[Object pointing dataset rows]
===

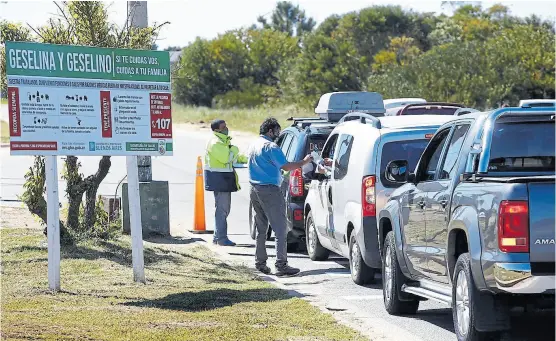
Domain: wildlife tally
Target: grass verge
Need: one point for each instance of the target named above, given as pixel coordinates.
(4, 132)
(190, 296)
(248, 120)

===

→ Work to be completed
Reproduce the listing with "grass verge" swapped for "roadside verge" and everything else left as it is. Omit the pictures.

→ Task output
Domain: wildlife tally
Target: roadside verge
Need: one point for each instance of the target named above, given as pixel coordinates.
(4, 132)
(190, 296)
(248, 120)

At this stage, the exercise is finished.